_YOUR OBJECTIVE_
Transcribe the records underneath word for word, and leave no line out.

★ ★ ★ ★

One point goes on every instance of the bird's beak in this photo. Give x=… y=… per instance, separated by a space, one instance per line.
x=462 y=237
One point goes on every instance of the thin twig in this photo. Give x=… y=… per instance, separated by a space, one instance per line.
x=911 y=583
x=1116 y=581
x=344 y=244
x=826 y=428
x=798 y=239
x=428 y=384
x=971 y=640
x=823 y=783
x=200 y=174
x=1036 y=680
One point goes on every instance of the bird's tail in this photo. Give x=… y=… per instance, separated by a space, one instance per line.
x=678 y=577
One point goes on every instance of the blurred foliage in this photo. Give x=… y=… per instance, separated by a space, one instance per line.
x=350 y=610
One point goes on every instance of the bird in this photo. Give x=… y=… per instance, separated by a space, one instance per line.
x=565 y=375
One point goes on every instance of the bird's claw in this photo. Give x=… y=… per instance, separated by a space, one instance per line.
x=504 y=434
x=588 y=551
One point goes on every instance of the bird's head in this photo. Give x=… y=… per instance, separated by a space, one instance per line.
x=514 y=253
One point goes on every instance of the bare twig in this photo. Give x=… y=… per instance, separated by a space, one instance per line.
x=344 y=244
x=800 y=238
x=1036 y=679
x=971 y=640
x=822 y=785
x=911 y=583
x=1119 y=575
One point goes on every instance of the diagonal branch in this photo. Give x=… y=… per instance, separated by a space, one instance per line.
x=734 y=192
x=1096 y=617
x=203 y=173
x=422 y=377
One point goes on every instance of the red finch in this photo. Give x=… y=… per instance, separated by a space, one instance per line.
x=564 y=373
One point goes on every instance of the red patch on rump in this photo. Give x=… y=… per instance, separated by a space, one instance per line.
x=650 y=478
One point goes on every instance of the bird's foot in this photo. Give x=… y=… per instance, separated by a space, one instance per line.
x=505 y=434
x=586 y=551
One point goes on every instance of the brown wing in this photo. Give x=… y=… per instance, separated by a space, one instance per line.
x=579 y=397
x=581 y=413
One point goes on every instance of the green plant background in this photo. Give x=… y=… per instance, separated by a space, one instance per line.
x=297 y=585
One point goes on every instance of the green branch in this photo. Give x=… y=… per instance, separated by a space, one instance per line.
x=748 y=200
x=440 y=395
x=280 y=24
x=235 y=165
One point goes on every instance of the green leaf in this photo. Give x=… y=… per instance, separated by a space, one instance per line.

★ ★ ★ ★

_SOLUTION FOR THIS TASK_
One point goes on every instance of the bird's beak in this photo. Give x=… y=… per instance, separated by a space, one instance per line.
x=462 y=237
One point goes on every instance of the thin twig in this photo. Give x=… y=… per instance, separated by a space, one instance per line.
x=911 y=583
x=1116 y=581
x=344 y=244
x=826 y=428
x=798 y=239
x=428 y=384
x=971 y=640
x=823 y=783
x=200 y=174
x=1036 y=680
One point goes on every instance of the bird's tail in this photo. Give x=… y=… per instance, separated by a space, one instance per line.
x=678 y=577
One point goes on every instance of the blurred foliage in this photo. Give x=… y=… per instance, separated by a space, one instance per line.
x=350 y=610
One point goes on every instance of the bird in this photo. Give x=… y=… per instance, separated by a space, one instance per line.
x=565 y=375
One point goes on every instance of the bird's claw in this photo. Give x=… y=… per instance, separated by a space, one instance per line.
x=504 y=434
x=588 y=551
One point goes on every instance of the bird's head in this photo. Give x=… y=… per instance, separated by a space, one instance per line.
x=514 y=253
One point goes on every instance of the bare twig in this photo. Give x=… y=… per instance, separated by a space, one instance per line.
x=344 y=244
x=800 y=238
x=1036 y=679
x=971 y=640
x=822 y=785
x=911 y=583
x=1119 y=575
One point goes on every instance of the diagonal branch in this photo. Give x=… y=… per instance, separated by a space, one instance per line.
x=734 y=192
x=1096 y=617
x=203 y=173
x=422 y=377
One point goes on every instance of the red finch in this photo. Give x=… y=… per instance, separated by a space, one instance per line.
x=564 y=373
One point goes on every instance of the red patch on rump in this photo. Give x=… y=… per instance, separated by a space, one instance per line.
x=650 y=478
One point goes on every instance of the bird's foot in this photo. Give x=… y=… per instance, separated by a space, one instance per line.
x=505 y=434
x=586 y=551
One point goes on every instance of the brown wing in this photo. Give x=… y=… per instance, separated by a space, one instance per line.
x=579 y=397
x=581 y=413
One point goes on every instance of the green plant background in this photo. Give x=… y=… per instance, separated by a space, one instance per line.
x=297 y=585
One point goes on every instance of the green branch in this photo. Give x=… y=… per instance, separated by a space, one instance per line.
x=748 y=200
x=440 y=395
x=280 y=24
x=235 y=165
One point goes on every instance of the green leaf in this photo. Give x=… y=… per instance, separated by a space, one instance per line.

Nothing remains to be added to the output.